> SOURCE EXTRACT

Remote exceptions #56

aweisberg · 2023-08-15T15:55:07Z

No description provided.

dcapwell · 2023-08-15T22:06:55Z

accord-core/src/main/java/accord/messages/ReadData.java

@@ -99,12 +99,12 @@ public synchronized void accept(ReadNack reply, Throwable failure)
    {
        if (reply != null)
        {
-            node.reply(replyTo, replyContext, reply);
+            node.reply(replyTo, replyContext, reply, null);


Suggested change

node.reply(replyTo, replyContext, reply, null);

node.reply(replyTo, replyContext, reply, failure);

you didn't check if failure is non-null, so pass that on to the sink to check

Yeah makes sense to have it assert.

dcapwell · 2023-08-15T22:07:30Z

accord-core/src/main/java/accord/messages/ReadData.java

@@ -129,7 +129,9 @@ private void ack(@Nullable Ranges newUnavailable)
        // and prevents races where we respond before dispatching all the required reads (if the reads are
        // completing faster than the reads can be setup on all required shards)
        if (-1 == --waitingOnCount)
-            reply(this.unavailable, data);
+        {


style: remove {}

dcapwell · 2023-08-15T22:10:42Z

accord-core/src/main/java/accord/messages/WaitOnCommit.java

    {
        if (waitingOnUpdater.decrementAndGet(this) == -1)
-            node.reply(replyTo, replyContext, WaitOnCommitOk.INSTANCE);
+            node.reply(replyTo, replyContext, fail != null ? WaitOnCommitOk.INSTANCE : null, fail);


this doesn't look right, if we see a failure will we actually decrement completely? Also wouldn't the exception be lost if it isn't the last event?

Good catch. I will refactor it to check in accept and only send the failure response if it hasn't already sent a regular response and log if somehow we have failure but already sent a response.

accord-core/src/test/java/accord/burn/BurnTestConfigurationService.java

dcapwell · 2023-08-15T22:16:12Z

accord-core/src/test/java/accord/impl/list/ListAgent.java

+        if (fail != null)

> DATA ENTRIES
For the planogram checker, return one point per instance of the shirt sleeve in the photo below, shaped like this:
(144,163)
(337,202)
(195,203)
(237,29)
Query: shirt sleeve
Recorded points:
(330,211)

> WRITTEN TASK
Copy out the full review thread on remote exceptions word for word, keeping every line and character unchanged.

> SOLUTION FOR THIS PROBLEM
Remote exceptions #56

aweisberg · 2023-08-15T15:55:07Z

No description provided.

dcapwell · 2023-08-15T22:06:55Z

accord-core/src/main/java/accord/messages/ReadData.java

@@ -99,12 +99,12 @@ public synchronized void accept(ReadNack reply, Throwable failure)
    {
        if (reply != null)
        {
-            node.reply(replyTo, replyContext, reply);
+            node.reply(replyTo, replyContext, reply, null);


Suggested change

node.reply(replyTo, replyContext, reply, null);

node.reply(replyTo, replyContext, reply, failure);

you didn't check if failure is non-null, so pass that on to the sink to check

Yeah makes sense to have it assert.

dcapwell · 2023-08-15T22:07:30Z

accord-core/src/main/java/accord/messages/ReadData.java

@@ -129,7 +129,9 @@ private void ack(@Nullable Ranges newUnavailable)
        // and prevents races where we respond before dispatching all the required reads (if the reads are
        // completing faster than the reads can be setup on all required shards)
        if (-1 == --waitingOnCount)
-            reply(this.unavailable, data);
+        {


style: remove {}

dcapwell · 2023-08-15T22:10:42Z

accord-core/src/main/java/accord/messages/WaitOnCommit.java

    {
        if (waitingOnUpdater.decrementAndGet(this) == -1)
-            node.reply(replyTo, replyContext, WaitOnCommitOk.INSTANCE);
+            node.reply(replyTo, replyContext, fail != null ? WaitOnCommitOk.INSTANCE : null, fail);


this doesn't look right, if we see a failure will we actually decrement completely? Also wouldn't the exception be lost if it isn't the last event?

Good catch. I will refactor it to check in accept and only send the failure response if it hasn't already sent a regular response and log if somehow we have failure but already sent a response.

accord-core/src/test/java/accord/burn/BurnTestConfigurationService.java

dcapwell · 2023-08-15T22:16:12Z

accord-core/src/test/java/accord/impl/list/ListAgent.java

+        if (fail != null)